++++ TEXTE FOURNI

N’est-ce pas cet abandon de la foi que l’on peut lire dans la prière rappelée plus haut ou dans celle de cette femme qui un jour me racontait sa peine de la maladie de son mari, probablement incurable, et ajoutait : « Je mets tout cela aux pieds du Christ... » ?
Il ne revient à personne, sinon à Dieu, de juger de la foi et de la liberté de quiconque. Constatons simplement que ces deux femmes expriment être là devant leur Dieu dans des termes qui traduisent, davantage qu’une simple analogie, l’attitude et la prière de Jésus livré et abandonné.
Si cela est vrai, les plus pauvres nous enseignent qui est Jésus, ce qu’il a souffert, comment il a prié. Comme lui, ils subissent l’incompréhension, l’abandon et le rejet absolu. Comme lui, ils s’abandonnent au Père et dans cet abandon ils nous font découvrir qui est Dieu [5].
Cette prière et cet abandon nous éduquent à la prière. Ils nous invitent à la foi et nous font entrer davantage dans la vérité de ce que nous sommes. À travers eux nous parle l’Esprit qui nous guide « vers la vérité tout entière » (Jn 16,13). En eux, dans leur abandon au Père, Jésus nous « livre l’Esprit ».
Et saint Vincent de Paul de nous dire : « La vraie religion se conserve parmi les pauvres. S’il y a une vraie religion. !.., C’est parmi eux, c’est en ces pauvres gens que se conserve la vraie religion, une foi vive ; ils croient...sans éplucher [6]... ».
Peut-être les plus pauvres nous font-ils ainsi entrer dans l’intelligence de ces autres paroles de Jésus : « Des pauvres vous en avez toujours avec vous, moi, vous ne m’avez pas pour toujours » (Jn 12,8) ; « Et moi, je suis avec vous tous les jours jusqu’à la fin des temps » (Mt 28,20).
Rue de la Poste 130
B-1030 BRUXELLES, Belgique
[1] Voir Hans Urs von Balthasar, Pâques, le mystère, Traditions chrétiennes, Paris, Cerf, 1981, 106 ss.
[2] Le Père Joseph, les pauvres sont l’Église, entretiens du P. Joseph Wresinski avec Gilles Anouil, Paris, Centurion, 1983, 75.

++++++++

CONSIGNE: Prolongez le texte sur la prière des plus pauvres et leur abandon à Dieu à la suite de ses dernières lignes.

++++ DONNÉES FOURNIES

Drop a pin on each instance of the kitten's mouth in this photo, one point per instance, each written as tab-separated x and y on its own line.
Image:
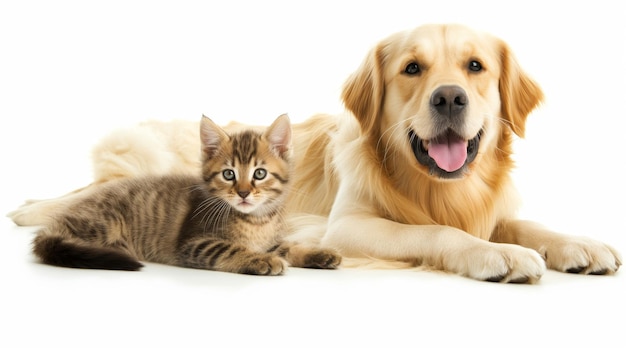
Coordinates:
446	155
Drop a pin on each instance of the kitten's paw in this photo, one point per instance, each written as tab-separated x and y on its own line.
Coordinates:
265	265
582	255
322	258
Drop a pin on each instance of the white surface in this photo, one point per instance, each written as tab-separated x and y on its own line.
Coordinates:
72	71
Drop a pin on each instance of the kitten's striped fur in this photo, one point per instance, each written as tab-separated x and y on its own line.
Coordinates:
230	219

++++++++

RÉPONSE:
[3] Cahiers du Quart Monde. Paris, Science et Service-Quart Monde, 1989, 87.
[4] Ibid., 51.
[5] Une réflexion analogue pourrait être menée à propos de la dignité. Bien des hommes pensent et disent savoir mieux que les pauvres où se trouve la dignité de l’être humain, comme les pharisiens et les scribes étaient convaincus de savoir mieux que Jésus ce que devait être le Christ. Les plus pauvres, eux savent d’expérience, parce qu’elle est méconnue, où se trouve la vraie dignité, où se trouve l’humain et ils refusent de se laisser étiqueter, écraser. Au fond de l’écrasement et de la misère, la liberté s’exprime encore dans la résistance : les portes fermées par crainte des contrôles, le refus de suivre les conseils, la fuite devant l’injure ou le manque de respect même au prix d’un travail source de revenus indispensables : ultimes affirmations de la dignité de l’homme bafoué face à l’incompréhension. J’aime voir dans ces hommes et ces femmes humiliés, sans moyens d’expression, le Christ au prétoire, livré aux mains des serviteurs du grand prêtre. En ces misérables gestes, il nous pose aujourd’hui la question : « Si j’ai mal parlé, montre en quoi ; si j’ai bien parlé, pourquoi me frappes-tu » ? (Jn 18,23).
[6] Vincent de Paul (Saint). Correspondance, entretiens, documents, XI, Paris, Gabalda, 1923, 200.